**Task goal**.
Put the stretch of the data from the line containing "Target: glass door panel" through the end of the data, both ends included, into a JSON list of strings, one string per line, with blank lines left out. Leave the pictures out of the list.

**Material for this task**.
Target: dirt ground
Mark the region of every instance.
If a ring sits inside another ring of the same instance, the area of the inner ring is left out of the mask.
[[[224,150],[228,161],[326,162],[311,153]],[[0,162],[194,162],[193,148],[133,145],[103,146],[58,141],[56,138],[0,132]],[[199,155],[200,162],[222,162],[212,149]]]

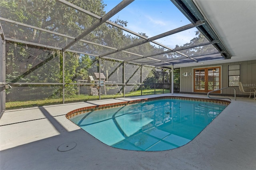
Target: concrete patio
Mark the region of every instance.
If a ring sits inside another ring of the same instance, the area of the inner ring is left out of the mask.
[[[171,95],[125,99],[163,95]],[[6,111],[0,120],[0,169],[256,169],[256,101],[238,97],[235,101],[231,98],[231,103],[191,142],[159,152],[112,148],[65,116],[76,109],[116,103],[119,99]],[[76,146],[66,152],[58,151],[58,147],[65,143]]]

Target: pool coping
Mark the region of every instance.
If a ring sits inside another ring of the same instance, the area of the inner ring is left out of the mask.
[[[86,107],[82,107],[79,109],[77,109],[75,110],[73,110],[68,113],[66,115],[66,117],[68,119],[70,119],[71,117],[74,116],[80,115],[82,113],[88,113],[95,111],[100,110],[106,109],[109,109],[111,108],[116,107],[120,107],[123,105],[128,105],[136,104],[139,103],[145,102],[146,101],[153,101],[154,100],[160,100],[163,99],[181,99],[188,101],[203,101],[203,102],[212,102],[214,101],[214,103],[221,103],[223,104],[226,104],[227,105],[229,105],[231,103],[231,101],[221,100],[218,99],[206,99],[206,98],[201,98],[198,97],[180,97],[180,96],[160,96],[156,97],[148,98],[141,99],[135,99],[134,100],[131,100],[130,101],[124,101],[122,102],[114,103],[109,103],[106,104],[99,105],[94,105],[91,106],[88,106]]]

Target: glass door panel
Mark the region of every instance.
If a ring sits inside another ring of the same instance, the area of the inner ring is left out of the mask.
[[[194,75],[194,92],[208,93],[220,88],[220,67],[195,69]]]
[[[205,70],[198,69],[194,70],[195,75],[194,90],[199,92],[202,92],[205,90]]]

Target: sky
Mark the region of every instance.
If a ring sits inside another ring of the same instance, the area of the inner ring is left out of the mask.
[[[108,12],[120,0],[103,0]],[[135,0],[111,18],[128,22],[127,28],[136,33],[145,33],[148,38],[190,24],[191,22],[170,0]],[[182,45],[194,38],[192,28],[156,40],[165,45],[174,48],[176,45]]]

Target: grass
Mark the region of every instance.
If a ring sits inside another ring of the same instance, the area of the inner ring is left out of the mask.
[[[156,89],[156,94],[162,94],[162,89]],[[164,89],[164,93],[170,93],[169,90]],[[139,96],[141,95],[140,90],[128,93],[125,94],[126,97]],[[154,94],[154,89],[143,90],[143,95],[153,95]],[[118,93],[116,95],[101,95],[101,99],[115,99],[119,97],[122,97],[123,95]],[[98,96],[91,96],[88,95],[76,95],[71,96],[68,98],[65,98],[65,103],[72,103],[81,101],[86,101],[90,100],[96,100],[98,99]],[[47,105],[61,104],[62,103],[62,99],[45,99],[42,100],[31,100],[22,101],[10,101],[6,103],[6,109],[12,109],[22,108],[25,107],[31,107],[33,106],[45,106]]]

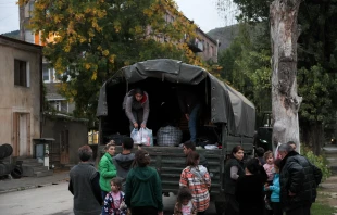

**Full output**.
[
  "Target: glass door panel",
  "Mark the region of every instance.",
  "If a ring sits inside another ring of the same instance, the area of the inner ring is left out of the mask.",
  "[[[194,75],[194,92],[208,93],[220,88],[220,67],[195,69]]]",
  "[[[205,70],[198,69],[194,70],[195,75],[194,90],[199,92],[202,92],[205,90]]]",
  "Target: sky",
  "Mark the region of every instance.",
  "If a ring sits inside another ring of the same instance, the area of the inner ring is left out of the mask.",
  "[[[108,12],[120,0],[103,0]],[[135,0],[111,18],[128,22],[127,28],[136,33],[145,33],[148,38],[190,24],[191,22],[170,0]],[[182,45],[194,38],[192,28],[156,40],[165,45],[174,48],[176,45]]]",
  "Target: grass",
  "Mark the region of every instance.",
  "If a ring sits inside another ring of the same instance, the area of the inner ring is left out of the mask.",
  "[[[156,89],[156,94],[162,94],[162,89]],[[164,89],[164,93],[170,93],[169,90]],[[139,96],[141,95],[140,90],[128,93],[125,94],[126,97]],[[154,94],[154,89],[143,90],[143,95],[153,95]],[[118,93],[116,95],[101,95],[101,99],[115,99],[119,97],[122,97],[123,95]],[[98,96],[91,96],[88,95],[76,95],[71,96],[68,98],[65,98],[65,103],[72,103],[81,101],[86,101],[90,100],[96,100],[98,99]],[[47,105],[61,104],[62,103],[62,99],[45,99],[42,100],[31,100],[22,101],[10,101],[6,103],[6,109],[12,109],[22,108],[25,107],[31,107],[33,106],[45,106]]]"
]